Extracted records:

--

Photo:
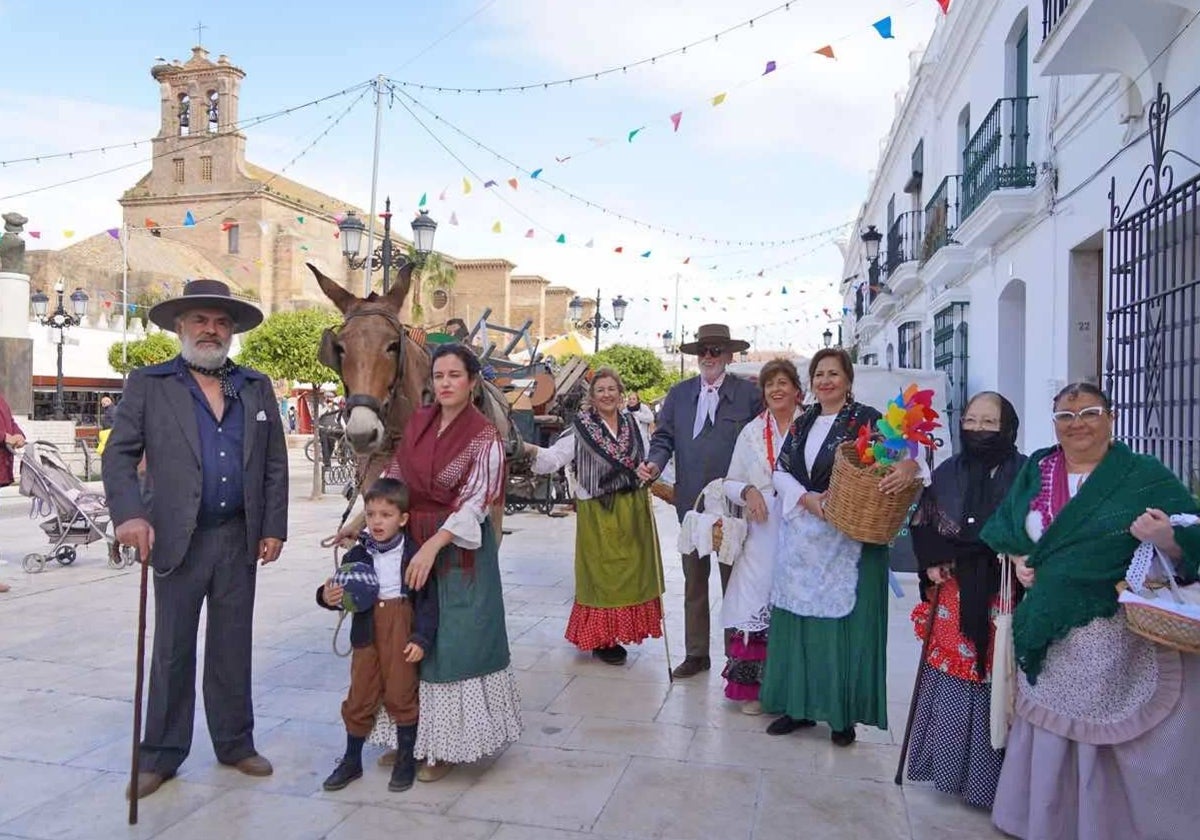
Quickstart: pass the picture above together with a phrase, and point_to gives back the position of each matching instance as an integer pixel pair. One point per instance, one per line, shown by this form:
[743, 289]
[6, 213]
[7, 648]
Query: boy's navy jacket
[425, 603]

--

What is needed: Exclude the pictures and reproduce every entry exactly.

Exercise response:
Photo:
Quickstart: pass the picture above together with a phrase, and point_to gives back the position of each matching instance as an integer pixel pair. One point per instance, one per line, shown by this form:
[743, 289]
[6, 213]
[7, 648]
Query: boy's navy jacket
[425, 603]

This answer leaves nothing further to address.